Input data Start Marker
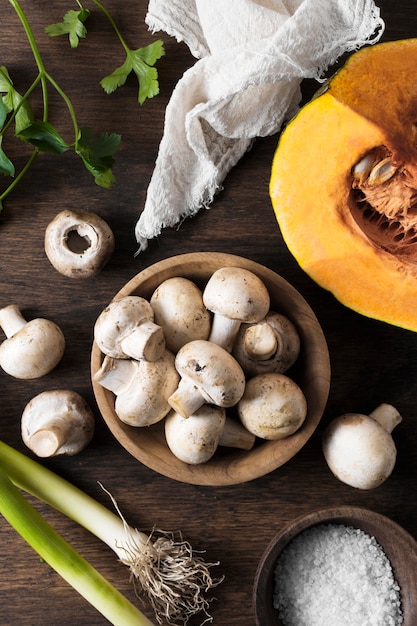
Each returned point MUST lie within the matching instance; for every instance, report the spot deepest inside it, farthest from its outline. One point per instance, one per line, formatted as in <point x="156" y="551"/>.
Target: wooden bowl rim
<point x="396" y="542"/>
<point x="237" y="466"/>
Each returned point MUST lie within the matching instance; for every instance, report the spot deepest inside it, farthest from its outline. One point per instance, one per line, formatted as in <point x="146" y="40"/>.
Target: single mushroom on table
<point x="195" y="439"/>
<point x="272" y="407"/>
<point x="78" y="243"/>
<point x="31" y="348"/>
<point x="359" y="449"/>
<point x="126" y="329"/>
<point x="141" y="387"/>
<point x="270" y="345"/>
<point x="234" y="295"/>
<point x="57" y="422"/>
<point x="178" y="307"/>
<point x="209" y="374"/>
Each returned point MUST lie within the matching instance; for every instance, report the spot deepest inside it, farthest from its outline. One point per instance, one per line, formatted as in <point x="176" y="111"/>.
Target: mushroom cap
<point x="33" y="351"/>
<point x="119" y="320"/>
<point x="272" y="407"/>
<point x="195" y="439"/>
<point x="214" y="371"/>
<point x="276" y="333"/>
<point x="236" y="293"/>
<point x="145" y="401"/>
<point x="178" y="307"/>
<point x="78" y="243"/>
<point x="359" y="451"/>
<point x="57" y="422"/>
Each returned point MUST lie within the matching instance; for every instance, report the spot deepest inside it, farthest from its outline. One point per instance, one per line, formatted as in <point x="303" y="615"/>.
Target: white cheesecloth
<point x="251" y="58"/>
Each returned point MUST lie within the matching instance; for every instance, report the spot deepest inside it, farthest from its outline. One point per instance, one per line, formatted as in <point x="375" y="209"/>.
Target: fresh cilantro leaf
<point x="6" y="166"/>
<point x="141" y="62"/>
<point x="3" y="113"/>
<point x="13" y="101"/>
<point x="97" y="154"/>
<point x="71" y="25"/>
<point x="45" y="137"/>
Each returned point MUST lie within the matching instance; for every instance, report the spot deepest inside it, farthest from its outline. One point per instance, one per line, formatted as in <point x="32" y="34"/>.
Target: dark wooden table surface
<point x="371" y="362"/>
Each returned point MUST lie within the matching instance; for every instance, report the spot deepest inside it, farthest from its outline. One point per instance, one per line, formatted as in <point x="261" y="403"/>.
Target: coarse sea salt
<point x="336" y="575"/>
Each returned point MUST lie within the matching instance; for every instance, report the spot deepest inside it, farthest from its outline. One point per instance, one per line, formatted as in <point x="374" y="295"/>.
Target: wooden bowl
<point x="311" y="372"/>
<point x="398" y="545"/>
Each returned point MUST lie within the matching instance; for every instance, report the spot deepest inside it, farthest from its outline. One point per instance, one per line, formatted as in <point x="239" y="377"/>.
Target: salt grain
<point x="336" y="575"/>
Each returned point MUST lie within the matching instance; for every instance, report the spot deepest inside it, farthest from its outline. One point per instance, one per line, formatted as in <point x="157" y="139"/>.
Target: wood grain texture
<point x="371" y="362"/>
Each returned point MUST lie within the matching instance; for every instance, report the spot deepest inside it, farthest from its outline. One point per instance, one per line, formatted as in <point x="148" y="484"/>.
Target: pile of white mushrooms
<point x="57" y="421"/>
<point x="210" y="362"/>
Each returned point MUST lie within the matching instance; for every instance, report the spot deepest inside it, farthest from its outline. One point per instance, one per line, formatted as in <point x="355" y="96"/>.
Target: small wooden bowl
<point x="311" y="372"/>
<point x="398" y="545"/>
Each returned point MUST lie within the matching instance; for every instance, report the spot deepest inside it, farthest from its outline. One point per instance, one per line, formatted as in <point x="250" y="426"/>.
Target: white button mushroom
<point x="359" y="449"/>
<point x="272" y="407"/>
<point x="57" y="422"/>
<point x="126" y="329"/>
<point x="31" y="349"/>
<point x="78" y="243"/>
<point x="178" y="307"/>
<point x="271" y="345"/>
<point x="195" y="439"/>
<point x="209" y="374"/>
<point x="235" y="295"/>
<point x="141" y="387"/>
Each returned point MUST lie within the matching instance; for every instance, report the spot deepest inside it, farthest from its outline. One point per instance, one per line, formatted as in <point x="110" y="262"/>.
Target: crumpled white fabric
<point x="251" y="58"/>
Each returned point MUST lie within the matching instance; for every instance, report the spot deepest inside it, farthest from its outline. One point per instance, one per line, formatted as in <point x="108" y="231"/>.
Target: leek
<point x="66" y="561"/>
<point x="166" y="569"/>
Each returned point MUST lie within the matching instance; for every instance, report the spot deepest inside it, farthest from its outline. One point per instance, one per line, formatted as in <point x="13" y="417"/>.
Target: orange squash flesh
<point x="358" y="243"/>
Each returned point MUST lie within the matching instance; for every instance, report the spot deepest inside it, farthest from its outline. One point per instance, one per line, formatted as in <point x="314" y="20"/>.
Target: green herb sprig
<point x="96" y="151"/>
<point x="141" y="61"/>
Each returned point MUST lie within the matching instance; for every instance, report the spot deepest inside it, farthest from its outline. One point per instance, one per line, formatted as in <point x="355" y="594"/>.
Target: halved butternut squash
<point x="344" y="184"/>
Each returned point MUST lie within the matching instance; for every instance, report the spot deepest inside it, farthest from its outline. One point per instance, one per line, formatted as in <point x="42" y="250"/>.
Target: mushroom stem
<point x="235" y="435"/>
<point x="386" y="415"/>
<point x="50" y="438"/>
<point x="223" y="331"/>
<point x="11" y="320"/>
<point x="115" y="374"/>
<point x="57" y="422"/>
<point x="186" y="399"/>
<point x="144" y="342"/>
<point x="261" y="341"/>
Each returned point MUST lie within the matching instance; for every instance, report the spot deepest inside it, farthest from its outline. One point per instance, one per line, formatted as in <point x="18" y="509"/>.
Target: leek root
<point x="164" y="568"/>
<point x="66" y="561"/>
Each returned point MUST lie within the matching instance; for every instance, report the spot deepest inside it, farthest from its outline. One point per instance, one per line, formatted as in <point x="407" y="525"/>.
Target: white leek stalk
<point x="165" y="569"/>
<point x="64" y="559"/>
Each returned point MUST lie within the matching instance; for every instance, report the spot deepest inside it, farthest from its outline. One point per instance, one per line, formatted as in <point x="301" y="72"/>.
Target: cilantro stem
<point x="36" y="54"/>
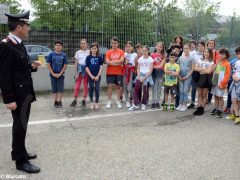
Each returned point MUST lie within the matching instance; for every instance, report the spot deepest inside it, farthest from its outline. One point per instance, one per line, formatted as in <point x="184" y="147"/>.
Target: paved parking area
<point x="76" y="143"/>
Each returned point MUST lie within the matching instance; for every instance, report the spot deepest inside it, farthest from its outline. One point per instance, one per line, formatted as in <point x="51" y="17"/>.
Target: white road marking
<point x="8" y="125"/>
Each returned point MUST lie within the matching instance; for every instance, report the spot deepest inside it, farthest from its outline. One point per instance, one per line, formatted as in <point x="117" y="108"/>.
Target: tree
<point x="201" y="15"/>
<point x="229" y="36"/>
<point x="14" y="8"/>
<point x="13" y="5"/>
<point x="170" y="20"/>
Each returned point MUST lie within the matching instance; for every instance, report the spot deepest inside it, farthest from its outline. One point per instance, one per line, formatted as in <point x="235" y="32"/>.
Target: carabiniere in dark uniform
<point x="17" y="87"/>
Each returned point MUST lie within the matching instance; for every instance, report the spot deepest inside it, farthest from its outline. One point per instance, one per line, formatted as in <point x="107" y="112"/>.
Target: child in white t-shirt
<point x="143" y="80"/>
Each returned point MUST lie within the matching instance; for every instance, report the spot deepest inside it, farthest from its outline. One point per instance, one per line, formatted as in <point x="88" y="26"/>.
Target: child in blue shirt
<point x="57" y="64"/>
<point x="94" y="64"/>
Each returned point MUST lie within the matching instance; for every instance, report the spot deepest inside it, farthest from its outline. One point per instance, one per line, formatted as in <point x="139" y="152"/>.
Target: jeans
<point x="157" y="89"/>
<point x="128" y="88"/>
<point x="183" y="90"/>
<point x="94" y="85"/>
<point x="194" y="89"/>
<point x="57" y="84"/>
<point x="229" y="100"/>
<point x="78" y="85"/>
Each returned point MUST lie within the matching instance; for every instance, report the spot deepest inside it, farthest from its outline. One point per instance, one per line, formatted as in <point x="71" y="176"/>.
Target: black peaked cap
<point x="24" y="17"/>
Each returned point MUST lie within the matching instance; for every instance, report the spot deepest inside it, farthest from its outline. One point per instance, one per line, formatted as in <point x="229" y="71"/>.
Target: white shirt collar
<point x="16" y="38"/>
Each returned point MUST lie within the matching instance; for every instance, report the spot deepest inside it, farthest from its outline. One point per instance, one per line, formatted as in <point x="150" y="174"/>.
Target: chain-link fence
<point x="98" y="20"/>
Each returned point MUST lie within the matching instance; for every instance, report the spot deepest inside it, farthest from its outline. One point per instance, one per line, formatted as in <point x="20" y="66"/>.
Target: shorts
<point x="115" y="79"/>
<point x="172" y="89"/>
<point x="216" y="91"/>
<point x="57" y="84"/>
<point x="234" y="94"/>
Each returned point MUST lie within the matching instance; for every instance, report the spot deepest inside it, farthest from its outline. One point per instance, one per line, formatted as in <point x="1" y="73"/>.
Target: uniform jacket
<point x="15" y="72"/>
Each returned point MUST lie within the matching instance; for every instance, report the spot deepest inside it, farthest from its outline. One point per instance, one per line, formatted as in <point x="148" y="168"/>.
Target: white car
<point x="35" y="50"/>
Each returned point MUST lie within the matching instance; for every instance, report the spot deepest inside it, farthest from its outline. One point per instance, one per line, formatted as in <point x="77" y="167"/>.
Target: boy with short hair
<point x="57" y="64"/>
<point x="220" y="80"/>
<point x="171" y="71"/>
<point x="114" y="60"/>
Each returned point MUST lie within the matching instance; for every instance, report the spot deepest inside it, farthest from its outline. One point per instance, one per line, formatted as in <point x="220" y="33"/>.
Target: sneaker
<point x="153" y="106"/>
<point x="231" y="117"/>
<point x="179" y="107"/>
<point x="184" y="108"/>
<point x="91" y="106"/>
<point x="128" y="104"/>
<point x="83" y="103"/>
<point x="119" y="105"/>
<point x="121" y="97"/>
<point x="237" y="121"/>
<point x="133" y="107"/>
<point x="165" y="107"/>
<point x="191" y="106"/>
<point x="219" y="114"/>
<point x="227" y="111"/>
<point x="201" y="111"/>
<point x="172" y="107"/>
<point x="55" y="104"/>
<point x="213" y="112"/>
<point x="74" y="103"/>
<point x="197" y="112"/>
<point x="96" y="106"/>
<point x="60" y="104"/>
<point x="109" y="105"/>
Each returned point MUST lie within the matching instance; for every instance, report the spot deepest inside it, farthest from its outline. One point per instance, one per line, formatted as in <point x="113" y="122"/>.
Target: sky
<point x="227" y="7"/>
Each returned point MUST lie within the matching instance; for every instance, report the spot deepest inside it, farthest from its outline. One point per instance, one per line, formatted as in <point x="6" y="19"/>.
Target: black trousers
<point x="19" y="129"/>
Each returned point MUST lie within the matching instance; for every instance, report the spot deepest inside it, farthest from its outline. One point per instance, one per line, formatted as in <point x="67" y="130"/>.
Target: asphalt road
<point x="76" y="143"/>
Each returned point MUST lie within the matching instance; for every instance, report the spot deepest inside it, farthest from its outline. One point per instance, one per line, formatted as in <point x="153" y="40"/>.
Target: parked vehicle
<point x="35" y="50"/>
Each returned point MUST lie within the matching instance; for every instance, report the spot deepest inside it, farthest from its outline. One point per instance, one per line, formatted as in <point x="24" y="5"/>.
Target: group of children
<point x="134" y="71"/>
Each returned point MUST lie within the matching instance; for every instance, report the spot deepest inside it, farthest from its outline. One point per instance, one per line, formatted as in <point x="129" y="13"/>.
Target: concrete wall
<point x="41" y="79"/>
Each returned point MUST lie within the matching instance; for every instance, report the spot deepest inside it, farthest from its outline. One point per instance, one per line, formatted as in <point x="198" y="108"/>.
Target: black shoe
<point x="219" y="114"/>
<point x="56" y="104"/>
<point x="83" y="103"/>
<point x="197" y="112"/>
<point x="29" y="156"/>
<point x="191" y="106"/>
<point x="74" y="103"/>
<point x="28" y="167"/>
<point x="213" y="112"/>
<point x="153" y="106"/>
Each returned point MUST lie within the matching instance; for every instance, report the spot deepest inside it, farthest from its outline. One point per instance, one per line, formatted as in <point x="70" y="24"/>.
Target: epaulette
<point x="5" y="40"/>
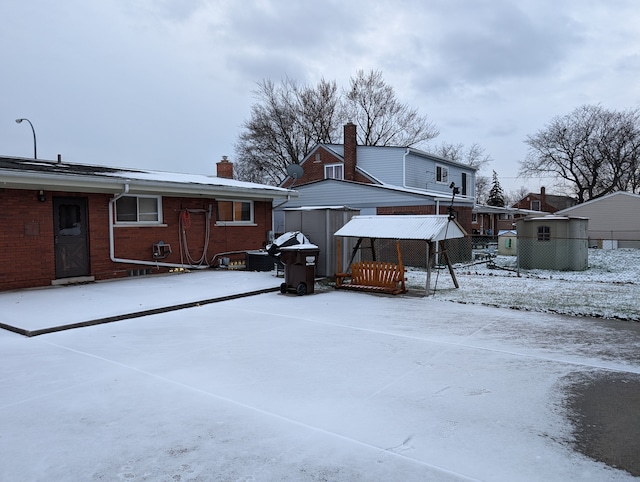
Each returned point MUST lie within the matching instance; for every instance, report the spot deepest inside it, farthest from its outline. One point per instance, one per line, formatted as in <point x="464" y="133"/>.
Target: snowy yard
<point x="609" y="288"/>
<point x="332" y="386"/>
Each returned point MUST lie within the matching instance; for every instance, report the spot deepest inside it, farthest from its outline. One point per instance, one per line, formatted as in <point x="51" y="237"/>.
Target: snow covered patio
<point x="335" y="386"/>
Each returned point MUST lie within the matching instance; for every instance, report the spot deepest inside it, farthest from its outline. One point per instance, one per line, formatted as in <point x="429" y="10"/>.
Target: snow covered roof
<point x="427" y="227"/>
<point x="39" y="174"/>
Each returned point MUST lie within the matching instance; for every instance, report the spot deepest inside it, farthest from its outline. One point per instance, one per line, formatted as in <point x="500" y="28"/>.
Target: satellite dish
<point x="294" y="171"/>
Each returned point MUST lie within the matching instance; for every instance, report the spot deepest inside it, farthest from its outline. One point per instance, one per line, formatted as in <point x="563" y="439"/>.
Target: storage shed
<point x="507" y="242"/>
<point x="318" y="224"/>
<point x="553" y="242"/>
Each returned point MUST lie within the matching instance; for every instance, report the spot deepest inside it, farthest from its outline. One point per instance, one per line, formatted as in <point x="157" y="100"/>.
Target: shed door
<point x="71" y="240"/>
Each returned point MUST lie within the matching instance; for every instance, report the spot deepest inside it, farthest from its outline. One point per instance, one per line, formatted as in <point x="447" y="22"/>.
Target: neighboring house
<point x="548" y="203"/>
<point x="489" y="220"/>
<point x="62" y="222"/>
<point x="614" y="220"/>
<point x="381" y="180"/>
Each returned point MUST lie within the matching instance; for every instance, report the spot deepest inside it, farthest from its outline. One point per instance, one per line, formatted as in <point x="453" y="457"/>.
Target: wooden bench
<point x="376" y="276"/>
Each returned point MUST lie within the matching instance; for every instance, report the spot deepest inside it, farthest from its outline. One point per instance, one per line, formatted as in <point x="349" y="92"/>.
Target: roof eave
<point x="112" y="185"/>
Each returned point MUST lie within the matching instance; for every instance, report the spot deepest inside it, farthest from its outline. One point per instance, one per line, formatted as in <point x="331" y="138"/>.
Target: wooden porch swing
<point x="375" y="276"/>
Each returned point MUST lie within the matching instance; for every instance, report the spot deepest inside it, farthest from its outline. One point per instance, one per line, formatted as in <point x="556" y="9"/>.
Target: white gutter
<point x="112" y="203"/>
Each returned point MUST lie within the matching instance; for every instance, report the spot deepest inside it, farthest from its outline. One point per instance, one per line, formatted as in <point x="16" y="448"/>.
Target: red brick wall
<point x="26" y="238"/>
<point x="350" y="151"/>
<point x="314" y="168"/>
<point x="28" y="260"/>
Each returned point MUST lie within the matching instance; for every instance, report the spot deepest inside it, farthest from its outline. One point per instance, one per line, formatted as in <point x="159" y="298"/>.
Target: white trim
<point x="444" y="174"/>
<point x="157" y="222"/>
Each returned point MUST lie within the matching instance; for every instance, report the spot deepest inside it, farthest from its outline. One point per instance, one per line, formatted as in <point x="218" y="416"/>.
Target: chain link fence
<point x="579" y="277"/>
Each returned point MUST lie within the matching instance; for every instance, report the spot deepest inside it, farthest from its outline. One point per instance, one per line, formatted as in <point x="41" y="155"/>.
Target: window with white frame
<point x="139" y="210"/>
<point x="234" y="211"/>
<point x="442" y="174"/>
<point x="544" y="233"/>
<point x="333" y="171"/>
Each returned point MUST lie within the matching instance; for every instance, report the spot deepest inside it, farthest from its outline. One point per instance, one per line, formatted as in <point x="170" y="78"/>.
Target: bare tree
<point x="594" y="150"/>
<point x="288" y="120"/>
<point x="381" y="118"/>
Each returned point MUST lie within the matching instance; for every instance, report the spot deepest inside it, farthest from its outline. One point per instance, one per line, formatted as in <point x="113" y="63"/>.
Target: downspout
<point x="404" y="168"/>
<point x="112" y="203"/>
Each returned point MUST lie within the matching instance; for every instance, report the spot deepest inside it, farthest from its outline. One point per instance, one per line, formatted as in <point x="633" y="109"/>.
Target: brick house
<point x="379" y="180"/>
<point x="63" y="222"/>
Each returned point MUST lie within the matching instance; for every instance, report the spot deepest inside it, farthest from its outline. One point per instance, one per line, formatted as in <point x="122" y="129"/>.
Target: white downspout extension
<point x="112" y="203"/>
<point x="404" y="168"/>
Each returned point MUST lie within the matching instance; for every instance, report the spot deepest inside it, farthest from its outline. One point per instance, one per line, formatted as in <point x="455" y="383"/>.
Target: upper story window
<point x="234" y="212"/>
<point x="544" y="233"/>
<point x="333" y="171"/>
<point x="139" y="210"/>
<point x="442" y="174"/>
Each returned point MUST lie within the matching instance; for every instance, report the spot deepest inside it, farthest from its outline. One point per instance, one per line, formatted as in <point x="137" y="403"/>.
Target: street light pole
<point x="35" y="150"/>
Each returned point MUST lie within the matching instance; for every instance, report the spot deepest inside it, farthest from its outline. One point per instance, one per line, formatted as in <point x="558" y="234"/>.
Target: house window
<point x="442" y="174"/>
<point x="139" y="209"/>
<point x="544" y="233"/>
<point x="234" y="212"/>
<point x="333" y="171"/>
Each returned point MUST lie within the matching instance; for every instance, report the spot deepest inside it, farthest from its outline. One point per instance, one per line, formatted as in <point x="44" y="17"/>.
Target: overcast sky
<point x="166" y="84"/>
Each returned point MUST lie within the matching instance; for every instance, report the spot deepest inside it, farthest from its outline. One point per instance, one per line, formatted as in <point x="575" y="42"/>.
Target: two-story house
Input data End Marker
**Directions:**
Every line from the one containing "Target: house window" to the end of the entries must be set down exactly, with none omitted and none added.

**Task solution:**
Target: house window
<point x="442" y="174"/>
<point x="139" y="209"/>
<point x="544" y="233"/>
<point x="234" y="212"/>
<point x="333" y="171"/>
Each returned point MUST lie within the matching instance; for every instance, report the spot deepest inside it, farthest from its outline. One point per instance, one per line, formatted as in <point x="44" y="17"/>.
Target: overcast sky
<point x="166" y="84"/>
Each returned point MUST lie within the matching instance; for every instance, report the spot deepest inside it, farthest from its outline. One point per instance, one per line, formatted as in <point x="575" y="42"/>.
Target: two-story house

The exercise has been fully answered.